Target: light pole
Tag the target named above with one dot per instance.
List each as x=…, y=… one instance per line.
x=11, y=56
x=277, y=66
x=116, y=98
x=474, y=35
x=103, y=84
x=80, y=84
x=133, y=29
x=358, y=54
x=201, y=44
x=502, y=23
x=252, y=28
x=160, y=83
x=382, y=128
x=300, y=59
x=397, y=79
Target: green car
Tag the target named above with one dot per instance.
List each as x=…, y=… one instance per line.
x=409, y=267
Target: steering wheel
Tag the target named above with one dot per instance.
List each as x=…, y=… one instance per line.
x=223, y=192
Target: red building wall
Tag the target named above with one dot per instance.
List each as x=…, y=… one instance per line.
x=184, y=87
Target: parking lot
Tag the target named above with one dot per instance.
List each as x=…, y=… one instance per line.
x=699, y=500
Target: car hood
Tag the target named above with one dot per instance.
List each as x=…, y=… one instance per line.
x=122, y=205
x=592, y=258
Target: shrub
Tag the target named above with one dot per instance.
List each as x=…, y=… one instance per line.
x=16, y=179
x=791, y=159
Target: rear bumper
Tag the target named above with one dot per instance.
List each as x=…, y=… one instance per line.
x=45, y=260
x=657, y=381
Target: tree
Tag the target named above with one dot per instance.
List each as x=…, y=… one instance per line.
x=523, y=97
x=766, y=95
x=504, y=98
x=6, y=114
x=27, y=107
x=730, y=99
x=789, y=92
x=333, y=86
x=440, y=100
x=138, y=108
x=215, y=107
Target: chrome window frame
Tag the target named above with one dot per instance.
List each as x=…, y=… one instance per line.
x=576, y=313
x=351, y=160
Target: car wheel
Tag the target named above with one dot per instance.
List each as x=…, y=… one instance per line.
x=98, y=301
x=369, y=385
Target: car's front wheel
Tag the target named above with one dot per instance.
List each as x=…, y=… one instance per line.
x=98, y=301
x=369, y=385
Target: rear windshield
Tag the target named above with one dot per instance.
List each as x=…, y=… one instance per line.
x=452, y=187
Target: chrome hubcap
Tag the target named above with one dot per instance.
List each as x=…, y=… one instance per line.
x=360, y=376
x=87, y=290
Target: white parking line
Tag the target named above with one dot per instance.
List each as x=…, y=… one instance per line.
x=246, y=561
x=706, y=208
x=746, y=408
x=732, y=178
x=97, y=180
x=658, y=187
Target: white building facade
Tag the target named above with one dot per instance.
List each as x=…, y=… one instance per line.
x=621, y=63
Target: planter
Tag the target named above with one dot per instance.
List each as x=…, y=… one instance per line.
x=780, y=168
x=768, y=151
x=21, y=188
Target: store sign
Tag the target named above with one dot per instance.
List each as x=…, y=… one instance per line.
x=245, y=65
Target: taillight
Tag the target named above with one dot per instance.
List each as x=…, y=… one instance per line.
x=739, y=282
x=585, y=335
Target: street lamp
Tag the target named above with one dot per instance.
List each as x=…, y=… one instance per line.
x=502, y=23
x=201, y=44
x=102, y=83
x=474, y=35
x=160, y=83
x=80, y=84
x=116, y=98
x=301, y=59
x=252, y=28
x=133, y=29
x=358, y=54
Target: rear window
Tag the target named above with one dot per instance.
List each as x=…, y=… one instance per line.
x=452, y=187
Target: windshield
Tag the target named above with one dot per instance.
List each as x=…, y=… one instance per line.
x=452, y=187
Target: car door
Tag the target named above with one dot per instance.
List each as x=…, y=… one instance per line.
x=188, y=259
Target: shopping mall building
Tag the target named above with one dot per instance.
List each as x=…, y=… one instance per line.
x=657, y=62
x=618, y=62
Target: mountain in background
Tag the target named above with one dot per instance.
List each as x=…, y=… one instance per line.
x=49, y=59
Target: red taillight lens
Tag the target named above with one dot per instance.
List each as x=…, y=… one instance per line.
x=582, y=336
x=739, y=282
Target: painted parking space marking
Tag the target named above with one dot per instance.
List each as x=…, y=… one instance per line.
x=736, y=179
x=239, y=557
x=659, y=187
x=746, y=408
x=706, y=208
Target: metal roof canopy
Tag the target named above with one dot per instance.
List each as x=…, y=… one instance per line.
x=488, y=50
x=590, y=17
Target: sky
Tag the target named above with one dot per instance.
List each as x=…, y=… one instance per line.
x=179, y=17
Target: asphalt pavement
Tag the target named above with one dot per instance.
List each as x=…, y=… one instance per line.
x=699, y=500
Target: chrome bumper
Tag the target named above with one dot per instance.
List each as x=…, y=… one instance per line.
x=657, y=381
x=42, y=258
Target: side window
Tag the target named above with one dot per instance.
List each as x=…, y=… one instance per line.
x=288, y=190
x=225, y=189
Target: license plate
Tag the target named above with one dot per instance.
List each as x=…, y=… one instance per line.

# # #

• TRY IT:
Using the entries above, repeat only the lines from the one containing "Target: rear window" through the one containing "Target: painted parking space marking", end lines included.

• EXERCISE RESULT:
Target: rear window
Tag the target named above with one dot per instance.
List each as x=…, y=… one instance per line.
x=452, y=187
Target: windshield
Tag the target named above with one dot per instance.
List each as x=…, y=… one instance per line.
x=452, y=187
Target: car door
Tag the target named above with one dot per instance.
List each as x=…, y=… one instance per line.
x=188, y=259
Target: shopping mall building
Tag the target named above with one dot per instance.
List each as x=…, y=… one instance per line.
x=657, y=62
x=618, y=62
Target: mountain in background
Tag the target named above with one dot per instance.
List each as x=…, y=… one instance per line.
x=49, y=59
Target: red taillight lens
Tag the target named above with one dot per instance.
List each as x=…, y=… one instance per line.
x=582, y=336
x=739, y=282
Target: painted parking space marking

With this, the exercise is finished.